→ **Task description**: Change "Guideline" to "Instruction" everywhere it occurs in the records below, keeping all other text unchanged, and leave the pictures out of your answer.
------ Extracted records
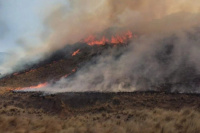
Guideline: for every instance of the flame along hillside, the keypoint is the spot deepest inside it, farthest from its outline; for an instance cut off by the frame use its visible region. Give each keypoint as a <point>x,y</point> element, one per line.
<point>63,63</point>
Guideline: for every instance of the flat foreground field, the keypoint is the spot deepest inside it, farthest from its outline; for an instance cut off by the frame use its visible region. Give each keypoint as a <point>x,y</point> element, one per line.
<point>137,112</point>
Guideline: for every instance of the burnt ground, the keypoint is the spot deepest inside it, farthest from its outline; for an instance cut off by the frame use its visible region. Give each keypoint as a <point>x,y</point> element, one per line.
<point>77,103</point>
<point>138,112</point>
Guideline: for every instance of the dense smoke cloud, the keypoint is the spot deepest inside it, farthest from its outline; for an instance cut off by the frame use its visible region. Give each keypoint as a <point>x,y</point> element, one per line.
<point>145,64</point>
<point>69,23</point>
<point>168,44</point>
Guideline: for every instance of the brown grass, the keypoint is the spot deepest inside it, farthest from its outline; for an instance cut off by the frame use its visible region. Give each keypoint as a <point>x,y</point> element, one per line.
<point>16,120</point>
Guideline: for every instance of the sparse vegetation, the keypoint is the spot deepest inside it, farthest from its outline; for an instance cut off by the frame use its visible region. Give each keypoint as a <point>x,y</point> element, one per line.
<point>99,113</point>
<point>123,121</point>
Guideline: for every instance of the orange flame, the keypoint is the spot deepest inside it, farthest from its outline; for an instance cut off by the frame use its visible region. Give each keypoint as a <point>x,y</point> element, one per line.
<point>37,86</point>
<point>76,52</point>
<point>117,39</point>
<point>31,87</point>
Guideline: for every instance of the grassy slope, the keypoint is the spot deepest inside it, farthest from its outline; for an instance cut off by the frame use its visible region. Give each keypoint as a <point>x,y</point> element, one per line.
<point>97,113</point>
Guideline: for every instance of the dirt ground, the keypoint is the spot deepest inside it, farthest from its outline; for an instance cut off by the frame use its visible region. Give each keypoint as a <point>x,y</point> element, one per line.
<point>137,112</point>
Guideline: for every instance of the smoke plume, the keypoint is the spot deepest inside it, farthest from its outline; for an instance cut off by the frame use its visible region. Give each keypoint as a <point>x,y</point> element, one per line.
<point>165,51</point>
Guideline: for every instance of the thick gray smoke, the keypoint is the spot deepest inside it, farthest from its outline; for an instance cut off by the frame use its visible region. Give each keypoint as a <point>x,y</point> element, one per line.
<point>69,23</point>
<point>149,62</point>
<point>165,52</point>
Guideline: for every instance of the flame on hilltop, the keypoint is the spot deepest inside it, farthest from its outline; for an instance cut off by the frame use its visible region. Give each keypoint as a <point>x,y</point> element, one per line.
<point>115,39</point>
<point>76,52</point>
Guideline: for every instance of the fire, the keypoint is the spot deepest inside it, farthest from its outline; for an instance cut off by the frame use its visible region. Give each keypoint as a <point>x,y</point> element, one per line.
<point>31,87</point>
<point>37,86</point>
<point>76,52</point>
<point>115,39</point>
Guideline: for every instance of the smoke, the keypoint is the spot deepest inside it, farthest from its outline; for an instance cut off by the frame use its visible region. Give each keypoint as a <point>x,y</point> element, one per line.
<point>148,63</point>
<point>168,43</point>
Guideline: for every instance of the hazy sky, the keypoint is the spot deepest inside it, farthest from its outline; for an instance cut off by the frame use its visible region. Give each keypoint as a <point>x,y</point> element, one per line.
<point>22,20</point>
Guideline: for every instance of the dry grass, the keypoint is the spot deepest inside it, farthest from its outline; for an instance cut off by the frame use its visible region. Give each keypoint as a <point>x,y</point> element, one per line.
<point>16,120</point>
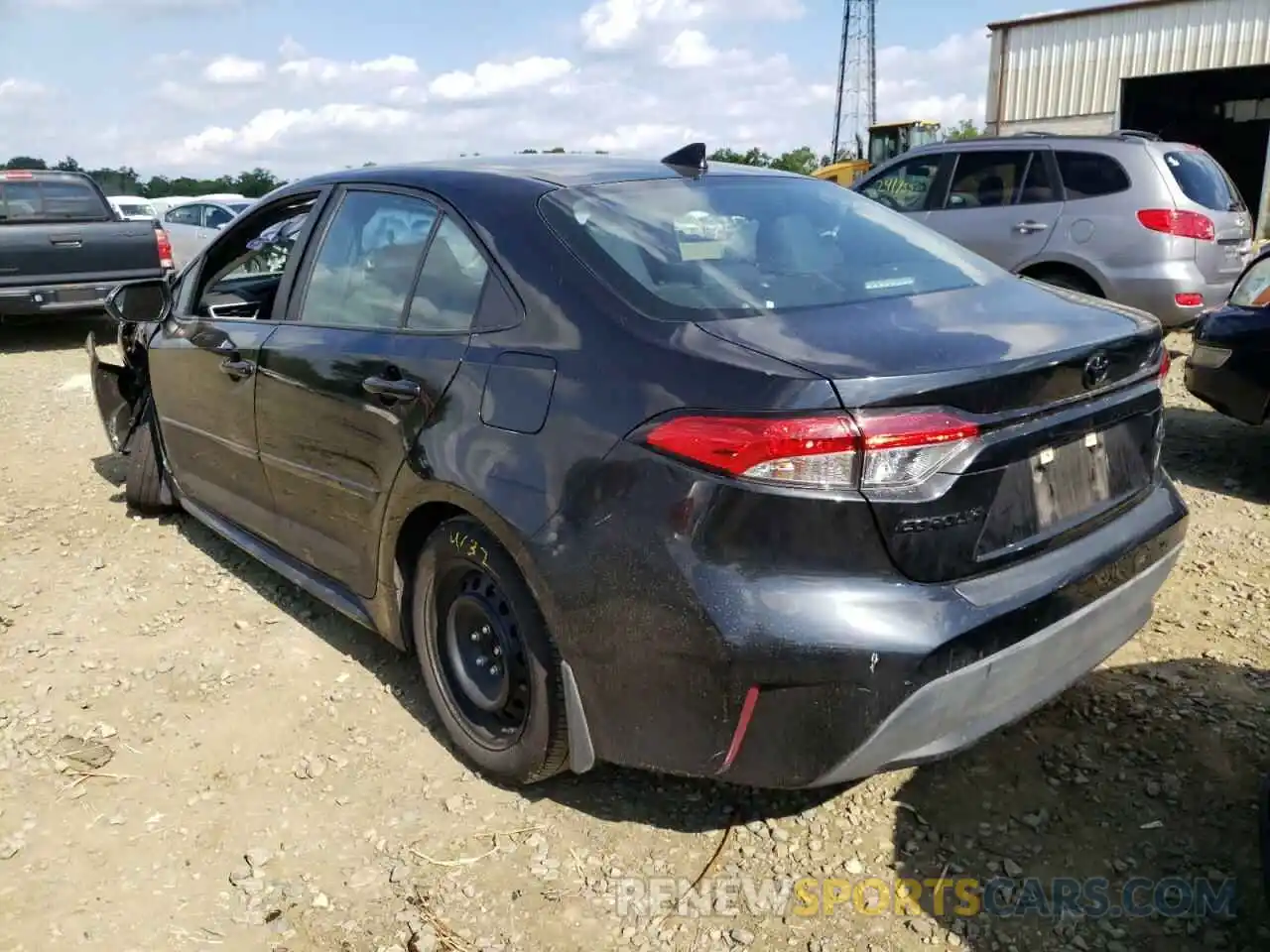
------------
→ **The output**:
Instruction: for every instance of the flame along hillside, the keypoint is the spot deepest inside it, farthest from its outline; for an instance cut off by the frame use its visible region. Give each keypoint as a <point>x,y</point> element, one per line.
<point>63,63</point>
Instruction: for every instance of the flat foreground field, the keypoint is the spot deepest inside it, farthest from its outline; for an instance cut off by the frame use its visible region. Give each keypoint as a <point>x,y</point> element, one per line.
<point>137,112</point>
Instruction: for every instance of the burnt ground, the keypoint is the spot deepest inside it, farthest from its outline; for an instance cut off by the frame use its visible region. Give each keypoint as a <point>x,y</point> element, one per line.
<point>77,103</point>
<point>138,112</point>
Instruction: for every instance of the dense smoke cloud, the keypoint is the spot deepest inside it, farthest from its outline; for an instance cut off by the frame use its visible region. Give each keypoint as a <point>x,y</point> element, one per line.
<point>145,64</point>
<point>69,23</point>
<point>168,44</point>
Instruction: for every instance of the brown grass, the keypoint is the spot deepest inside it, farthest from its outline; for an instance cut off by the frame use its visible region. Give each keypoint as a <point>x,y</point> element, one per line.
<point>16,120</point>
Instruction: for every instance of the sparse vegetation, the keypoint is the spot deepest inside it, farthest from its outline; for an instance cut off by the frame use its visible region. Give each keypoint as a <point>x,y</point> element, one per line.
<point>99,113</point>
<point>123,121</point>
Instruction: for every instance of the orange flame, the keypoint is the spot deepest inside it, farthest from its outline; for an instance cut off by the frame use its visible region. Give each keypoint as a <point>x,y</point> element, one per line.
<point>37,86</point>
<point>76,52</point>
<point>117,39</point>
<point>31,87</point>
Instruction: for every instance of the grassy slope, the keypoint is the spot deepest inside it, farthest from its outline; for an instance cut off by the frame use its visible region. Give each keypoint as a <point>x,y</point> element, one per line.
<point>97,113</point>
Instruction: for every instance of the dirt ground, the keypoint is the spot deepest inside it, farthest from its outline; for an instance cut off by the frame use its visible region. Give each keypoint as a <point>x,y</point> element, one per line.
<point>137,112</point>
Instruction: for every instance of the smoke plume, the keypoint is the spot deepest inside it, farthest from its outline; for an instance cut off by the frame use its visible region. Give each keypoint as a <point>x,y</point> element, one per line.
<point>165,51</point>
Instruction: for every instance of the thick gray smoke, the keypoint is the spot deepest inside it, farthest from its outline; for an instance cut off by the frame use its visible region. Give each keypoint as a <point>x,y</point> element, one per line.
<point>69,23</point>
<point>149,62</point>
<point>165,52</point>
Instruction: for every instance of the flame on hilltop, the keypoint is the spot deepest inside it, farthest from its outline; for an instance cut off by the frame use its visible region. Give each keypoint as a <point>x,y</point> element, one per line.
<point>115,39</point>
<point>76,52</point>
Instruction: for every instance of the fire, the keypoint is the spot deepest inside it, farthest from its outline; for an instance cut off by the frame use its visible region. Give each keypoint as a <point>x,y</point> element, one per line.
<point>31,87</point>
<point>37,86</point>
<point>76,52</point>
<point>115,39</point>
Instruction: for every instance of the smoke, the keypoint is the spot deepest inside it, farthest from its outline; for an instance cut off by the frame use its visible region. Give each keypoint as a <point>x,y</point> element, one per line.
<point>148,63</point>
<point>168,43</point>
Instruction: for every instance of the hazy sky, the keypoint is the spot deepest inside it, farthest from its outline; for an instance cut off by the frame use its visible region. Give each keypoint as a <point>x,y</point> element, one per line.
<point>22,20</point>
Instruction: for every instance of the dry grass, the keypoint is the spot deepest inside it, farthest from its outline; for an instance cut off by the frame use its visible region. Give each keypoint as a <point>x,y</point> element, one per line.
<point>16,120</point>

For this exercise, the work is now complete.